• TO DO
Although the entries contain pictures, the copy should hold only their exact text.

• Stored data entries
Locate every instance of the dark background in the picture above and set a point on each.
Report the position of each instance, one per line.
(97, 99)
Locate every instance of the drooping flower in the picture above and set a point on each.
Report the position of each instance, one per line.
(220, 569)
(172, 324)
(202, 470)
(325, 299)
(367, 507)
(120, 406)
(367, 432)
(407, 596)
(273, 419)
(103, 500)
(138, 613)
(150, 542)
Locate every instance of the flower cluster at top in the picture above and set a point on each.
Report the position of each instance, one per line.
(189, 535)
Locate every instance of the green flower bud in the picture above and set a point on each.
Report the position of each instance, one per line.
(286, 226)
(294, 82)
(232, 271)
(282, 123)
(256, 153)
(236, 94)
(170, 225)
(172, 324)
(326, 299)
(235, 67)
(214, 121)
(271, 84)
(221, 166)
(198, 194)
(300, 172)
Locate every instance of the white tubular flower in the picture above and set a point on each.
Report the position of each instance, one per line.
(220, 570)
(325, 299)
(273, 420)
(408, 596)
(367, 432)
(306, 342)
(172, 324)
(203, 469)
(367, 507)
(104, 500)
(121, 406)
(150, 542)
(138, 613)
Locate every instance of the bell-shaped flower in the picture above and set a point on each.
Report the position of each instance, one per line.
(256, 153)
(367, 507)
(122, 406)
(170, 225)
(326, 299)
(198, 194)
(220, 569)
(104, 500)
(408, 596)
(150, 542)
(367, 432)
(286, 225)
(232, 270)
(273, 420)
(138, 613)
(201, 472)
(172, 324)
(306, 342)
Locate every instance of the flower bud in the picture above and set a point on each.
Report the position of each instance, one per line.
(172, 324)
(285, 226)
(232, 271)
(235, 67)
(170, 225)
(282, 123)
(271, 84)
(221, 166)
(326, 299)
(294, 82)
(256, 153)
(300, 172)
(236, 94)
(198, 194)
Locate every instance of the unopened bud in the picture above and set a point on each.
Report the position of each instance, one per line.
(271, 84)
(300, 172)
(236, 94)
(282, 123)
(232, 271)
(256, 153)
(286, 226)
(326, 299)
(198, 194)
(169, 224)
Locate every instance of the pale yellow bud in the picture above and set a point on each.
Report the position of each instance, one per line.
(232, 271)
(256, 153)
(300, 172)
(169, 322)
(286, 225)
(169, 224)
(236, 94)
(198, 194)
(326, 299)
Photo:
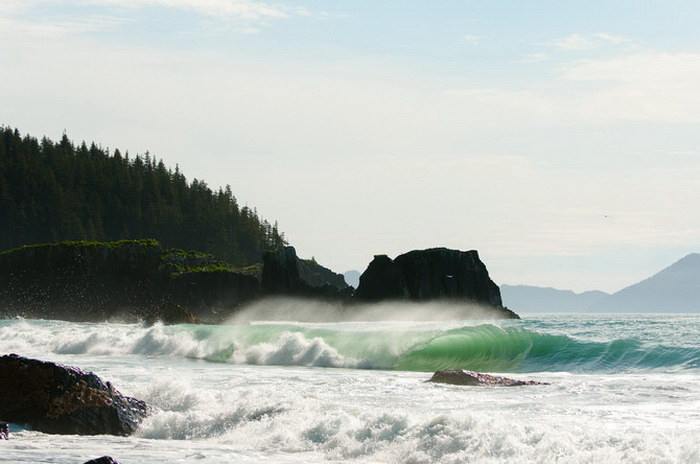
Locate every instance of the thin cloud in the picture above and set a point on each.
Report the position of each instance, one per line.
(242, 9)
(472, 39)
(587, 42)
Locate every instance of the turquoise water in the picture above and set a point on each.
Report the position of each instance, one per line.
(624, 388)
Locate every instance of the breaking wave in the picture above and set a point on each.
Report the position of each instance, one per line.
(484, 347)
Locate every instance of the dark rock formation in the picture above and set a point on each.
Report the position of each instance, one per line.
(383, 280)
(52, 398)
(433, 274)
(103, 460)
(471, 378)
(285, 274)
(128, 280)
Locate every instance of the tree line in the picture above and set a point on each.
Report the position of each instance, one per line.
(51, 191)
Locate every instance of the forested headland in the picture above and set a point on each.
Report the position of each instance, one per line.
(52, 191)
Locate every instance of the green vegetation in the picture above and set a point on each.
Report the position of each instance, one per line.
(57, 191)
(86, 243)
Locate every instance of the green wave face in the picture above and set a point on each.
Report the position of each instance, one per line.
(483, 348)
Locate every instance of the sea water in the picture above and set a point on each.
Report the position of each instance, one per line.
(623, 388)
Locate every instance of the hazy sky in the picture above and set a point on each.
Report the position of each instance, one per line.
(559, 138)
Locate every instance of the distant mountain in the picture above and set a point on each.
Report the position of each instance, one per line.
(352, 278)
(524, 298)
(674, 289)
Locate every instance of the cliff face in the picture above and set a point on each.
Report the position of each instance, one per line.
(138, 279)
(432, 274)
(284, 273)
(93, 281)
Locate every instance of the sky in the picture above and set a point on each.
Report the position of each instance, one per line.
(558, 138)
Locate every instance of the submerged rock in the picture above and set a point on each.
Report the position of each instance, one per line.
(103, 460)
(52, 398)
(471, 378)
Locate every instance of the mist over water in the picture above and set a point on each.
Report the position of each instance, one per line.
(305, 310)
(331, 387)
(529, 345)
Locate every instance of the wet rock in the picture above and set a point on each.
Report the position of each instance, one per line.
(103, 460)
(471, 378)
(429, 275)
(284, 273)
(383, 280)
(52, 398)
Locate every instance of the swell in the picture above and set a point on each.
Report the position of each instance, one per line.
(483, 347)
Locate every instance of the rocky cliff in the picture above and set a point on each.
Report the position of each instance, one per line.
(432, 274)
(283, 273)
(128, 279)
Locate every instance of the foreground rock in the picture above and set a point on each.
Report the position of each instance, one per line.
(103, 460)
(429, 275)
(471, 378)
(52, 398)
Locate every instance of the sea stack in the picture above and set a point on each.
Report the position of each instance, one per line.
(429, 275)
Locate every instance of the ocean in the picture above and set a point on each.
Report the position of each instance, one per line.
(623, 388)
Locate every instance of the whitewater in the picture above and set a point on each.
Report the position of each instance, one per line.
(623, 388)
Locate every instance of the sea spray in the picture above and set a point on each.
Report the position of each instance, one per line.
(625, 391)
(506, 347)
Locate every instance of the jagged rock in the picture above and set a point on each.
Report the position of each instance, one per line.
(471, 378)
(383, 280)
(285, 274)
(52, 398)
(103, 460)
(432, 274)
(126, 280)
(280, 273)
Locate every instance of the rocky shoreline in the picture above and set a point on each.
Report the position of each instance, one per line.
(138, 280)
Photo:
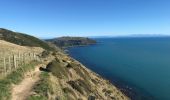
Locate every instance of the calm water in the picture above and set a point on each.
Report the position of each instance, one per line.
(140, 66)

• YOUR RESPONSE
Locate every instance of the dark background in the picture above and set a point on each.
Report the position of each instance, one per line.
(97, 99)
Locate every instance of the drooping flower in the picture above and set a point on each.
Report the position of each instance, one per line.
(220, 569)
(172, 324)
(202, 470)
(325, 299)
(367, 507)
(120, 406)
(367, 432)
(407, 596)
(273, 419)
(103, 500)
(138, 613)
(150, 542)
Locate every instance of the flower cluster at top in the picture above and set a point on each.
Report the position of each instance, one per line.
(189, 535)
Locate every instance of the green flower bud in the picture above and set a point on each.
Report the position of each instance, one per line.
(286, 226)
(294, 82)
(232, 271)
(282, 123)
(256, 153)
(236, 94)
(170, 225)
(172, 324)
(326, 299)
(235, 67)
(214, 121)
(271, 84)
(221, 166)
(198, 194)
(300, 172)
Locate every instance of the white tubular flower in the picture above and set a point on each.
Report the position of each instance, one per line.
(220, 570)
(325, 299)
(273, 420)
(408, 596)
(367, 432)
(306, 342)
(172, 324)
(203, 469)
(367, 507)
(104, 500)
(121, 406)
(150, 542)
(138, 613)
Locate every instance of the bell-shaped flower in the picture above and set a point on each.
Report the position of each instance, one per line.
(256, 153)
(367, 507)
(122, 406)
(170, 225)
(326, 299)
(198, 194)
(220, 569)
(104, 500)
(408, 596)
(150, 542)
(367, 432)
(286, 225)
(232, 270)
(273, 420)
(138, 613)
(201, 472)
(172, 324)
(306, 342)
Locate every instance of the flower bud in the picture above and set a point on each.
Report the position of each instance, one per line.
(172, 324)
(285, 226)
(232, 271)
(235, 67)
(170, 225)
(282, 123)
(271, 84)
(221, 166)
(326, 299)
(294, 82)
(256, 153)
(300, 172)
(236, 94)
(198, 194)
Locate every instance of the unopened bud in the picture above and set a point on each.
Report the position of each instance, one per line.
(271, 84)
(300, 172)
(236, 94)
(282, 123)
(232, 271)
(256, 153)
(286, 226)
(326, 299)
(198, 194)
(169, 224)
Locate every instance of the pale yellow bud in the picture above and set a point on each.
Report the position of each instance, one per line.
(232, 271)
(256, 153)
(300, 172)
(169, 322)
(286, 225)
(169, 224)
(236, 94)
(198, 194)
(326, 299)
Photo:
Locate every instance of the thin cloud in the picture above and set a point on each.
Report the position of each instance, one per line.
(242, 9)
(472, 39)
(587, 42)
Locate every instance of the turquoise water in the picture above and set a point on each.
Report the position of each instance, one per line.
(624, 388)
Locate every instance of the breaking wave in the picture above and set a point on each.
Report the position of each instance, one per line.
(484, 347)
Locate every instance of the dark rock formation in the picture above and set a point on each.
Report the position of each instance, one per line.
(383, 280)
(52, 398)
(433, 274)
(103, 460)
(471, 378)
(285, 274)
(128, 280)
Locate every instance of the tree line in the picture above and set a point on each.
Report the position of each instance, one per line.
(51, 191)
Locate every instance of the forested headland in the picture above and set a point on each.
Report the position of each instance, one per line.
(52, 191)
Locate every instance of the green vegetation in the picture above and set a point on each.
Report the position of each instance, one per line.
(57, 191)
(86, 243)
Locate every instance of the green wave face in the picture above and set a point on each.
Report the position of each instance, one per line.
(483, 348)
Locate every instance of the sea water in the picture above and set a point on each.
Report the position of each instance, one per line.
(623, 388)
Locate every instance of the hazy sky in the picture above and set a point on each.
Report the position of each instance, one per line.
(559, 138)
Locate every instance of the distant mountain in the picture above and set a point on each.
Report the position of each instance, one per line.
(352, 278)
(524, 298)
(674, 289)
Locate every instance of the cliff face in the picture above and set a point on each.
Report the position of each instance, one per line.
(138, 279)
(432, 274)
(284, 273)
(93, 281)
Locate every instance of the sky in the picture above and set a point on each.
Report the position of each instance, one per line.
(558, 138)
Locate every instance of the submerged rock in the picture above and set a point on each.
Report the position of each instance, one per line.
(103, 460)
(52, 398)
(471, 378)
Locate every instance of the mist over water in the picture above and set a point on each.
Report the position of each instance, one per line.
(305, 310)
(331, 387)
(529, 345)
Locate every instance of the wet rock in the picture above and set a point on each.
Report the position of each instance, one per line.
(103, 460)
(471, 378)
(429, 275)
(284, 273)
(383, 280)
(52, 398)
Locate every instance of the swell in the picture above and set a point on each.
Report the position of each instance, one per line.
(483, 347)
Locate every instance of the rocky cliff in the picture above and set a point on each.
Report the position of each instance, one per line.
(432, 274)
(283, 273)
(128, 279)
Locate every instance of the foreground rock in the picture above and set a point on each.
Report the position of each instance, one per line.
(103, 460)
(429, 275)
(471, 378)
(52, 398)
Locate every instance of the sea stack in the picture above and set a point on each.
Report the position of each instance, one per line.
(429, 275)
Locate every instance of the ocean in the picture above and set a point on each.
Report the position of each instance, one per line.
(623, 388)
Locate every instance of the whitewater in the picture above and set a point on each.
Report the position of each instance, one per line.
(623, 388)
Locate every instance of the sea spray in the picture above and set a point on each.
Report the position of each instance, one per line.
(625, 391)
(506, 347)
Locate every instance of the jagged rock in the picture above and set a point on each.
Report the position of each instance, one per line.
(471, 378)
(383, 280)
(285, 274)
(52, 398)
(103, 460)
(432, 274)
(126, 280)
(280, 273)
Locate every instance of the rocky shoreline in the picture above and set a point on each.
Report the position of each instance, one per line.
(138, 280)
Photo:
Locate every instance of the calm water in the picture above and set a point on each.
Report the position of each instance, one per line.
(140, 66)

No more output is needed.